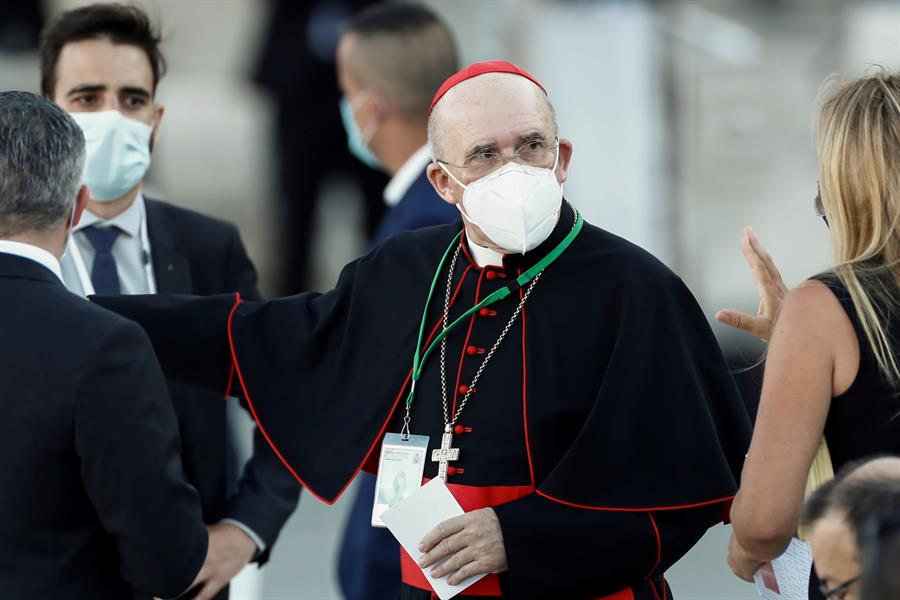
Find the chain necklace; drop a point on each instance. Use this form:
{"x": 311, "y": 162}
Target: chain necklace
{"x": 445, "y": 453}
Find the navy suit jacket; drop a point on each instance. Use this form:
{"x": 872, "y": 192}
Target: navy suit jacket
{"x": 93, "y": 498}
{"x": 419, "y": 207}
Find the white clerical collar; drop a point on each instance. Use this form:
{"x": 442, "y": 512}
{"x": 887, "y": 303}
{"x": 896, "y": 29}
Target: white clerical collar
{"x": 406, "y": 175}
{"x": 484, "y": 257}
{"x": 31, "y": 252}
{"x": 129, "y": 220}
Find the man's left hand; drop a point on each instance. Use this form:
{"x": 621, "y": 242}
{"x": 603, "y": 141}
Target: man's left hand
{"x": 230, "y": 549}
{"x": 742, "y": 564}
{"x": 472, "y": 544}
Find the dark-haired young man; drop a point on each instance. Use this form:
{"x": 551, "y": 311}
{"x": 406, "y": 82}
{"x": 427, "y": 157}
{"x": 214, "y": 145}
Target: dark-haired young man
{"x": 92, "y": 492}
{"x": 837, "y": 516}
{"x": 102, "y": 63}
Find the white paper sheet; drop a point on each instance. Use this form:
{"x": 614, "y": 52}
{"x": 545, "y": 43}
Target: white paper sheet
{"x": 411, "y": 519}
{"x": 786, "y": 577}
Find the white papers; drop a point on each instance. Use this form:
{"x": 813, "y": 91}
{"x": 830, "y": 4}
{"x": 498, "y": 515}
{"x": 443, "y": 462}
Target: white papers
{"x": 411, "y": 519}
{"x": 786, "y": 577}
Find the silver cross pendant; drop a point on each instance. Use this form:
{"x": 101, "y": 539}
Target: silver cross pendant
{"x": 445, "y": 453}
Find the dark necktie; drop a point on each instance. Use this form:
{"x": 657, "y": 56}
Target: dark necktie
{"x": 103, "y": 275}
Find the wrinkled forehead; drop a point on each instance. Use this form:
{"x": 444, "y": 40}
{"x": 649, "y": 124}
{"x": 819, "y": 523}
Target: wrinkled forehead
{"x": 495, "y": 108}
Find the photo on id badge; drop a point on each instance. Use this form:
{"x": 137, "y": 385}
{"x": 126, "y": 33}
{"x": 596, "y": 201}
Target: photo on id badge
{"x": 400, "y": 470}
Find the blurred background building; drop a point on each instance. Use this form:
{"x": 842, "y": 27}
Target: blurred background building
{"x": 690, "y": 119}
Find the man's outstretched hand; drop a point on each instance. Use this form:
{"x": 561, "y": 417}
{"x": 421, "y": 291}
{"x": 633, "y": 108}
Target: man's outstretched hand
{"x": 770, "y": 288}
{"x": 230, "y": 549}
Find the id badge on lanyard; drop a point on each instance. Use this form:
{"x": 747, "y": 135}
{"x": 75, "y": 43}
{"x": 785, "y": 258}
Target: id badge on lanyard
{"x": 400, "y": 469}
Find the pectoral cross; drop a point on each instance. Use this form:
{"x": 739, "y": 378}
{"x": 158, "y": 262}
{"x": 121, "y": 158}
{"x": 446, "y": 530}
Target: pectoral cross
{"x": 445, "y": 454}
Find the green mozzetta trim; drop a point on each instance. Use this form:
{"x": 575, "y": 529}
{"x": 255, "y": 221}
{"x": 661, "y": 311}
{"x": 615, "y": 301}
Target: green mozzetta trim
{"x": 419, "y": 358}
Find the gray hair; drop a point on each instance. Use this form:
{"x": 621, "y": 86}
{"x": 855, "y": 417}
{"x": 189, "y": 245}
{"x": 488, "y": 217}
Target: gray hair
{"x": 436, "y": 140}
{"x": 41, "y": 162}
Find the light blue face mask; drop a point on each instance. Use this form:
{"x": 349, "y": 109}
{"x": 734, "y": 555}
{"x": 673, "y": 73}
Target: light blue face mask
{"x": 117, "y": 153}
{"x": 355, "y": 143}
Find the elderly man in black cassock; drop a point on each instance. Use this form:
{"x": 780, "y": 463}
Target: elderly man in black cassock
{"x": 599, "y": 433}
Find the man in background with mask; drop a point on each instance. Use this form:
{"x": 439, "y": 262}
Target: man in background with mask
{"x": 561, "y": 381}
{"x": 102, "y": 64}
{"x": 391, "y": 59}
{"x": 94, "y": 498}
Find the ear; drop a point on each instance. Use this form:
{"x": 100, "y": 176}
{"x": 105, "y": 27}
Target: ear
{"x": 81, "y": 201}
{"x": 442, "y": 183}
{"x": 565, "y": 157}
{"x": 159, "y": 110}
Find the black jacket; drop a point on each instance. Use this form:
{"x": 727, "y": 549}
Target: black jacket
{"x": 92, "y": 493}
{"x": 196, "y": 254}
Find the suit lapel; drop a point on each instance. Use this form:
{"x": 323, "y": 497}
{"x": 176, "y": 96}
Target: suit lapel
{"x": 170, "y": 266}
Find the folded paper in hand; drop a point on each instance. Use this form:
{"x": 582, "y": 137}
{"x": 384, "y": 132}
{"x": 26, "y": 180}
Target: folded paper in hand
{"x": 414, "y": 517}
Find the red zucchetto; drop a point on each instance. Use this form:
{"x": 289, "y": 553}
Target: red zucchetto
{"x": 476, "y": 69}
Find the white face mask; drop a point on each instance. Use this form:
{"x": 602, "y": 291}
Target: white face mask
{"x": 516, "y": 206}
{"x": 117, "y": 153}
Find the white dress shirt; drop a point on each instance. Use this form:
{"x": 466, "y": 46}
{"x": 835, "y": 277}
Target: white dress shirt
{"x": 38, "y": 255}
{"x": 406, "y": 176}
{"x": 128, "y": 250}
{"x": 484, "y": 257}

### WORK REQUIRED
Exactly the lines from the one containing "Target: white face mask" through the end of the entries above must be output, and no others.

### SOLUTION
Target: white face mask
{"x": 516, "y": 206}
{"x": 117, "y": 153}
Find the white dress shirt; drop a point on each instance. Use this form:
{"x": 466, "y": 46}
{"x": 835, "y": 277}
Target: white dress shirt
{"x": 38, "y": 255}
{"x": 406, "y": 176}
{"x": 128, "y": 250}
{"x": 484, "y": 257}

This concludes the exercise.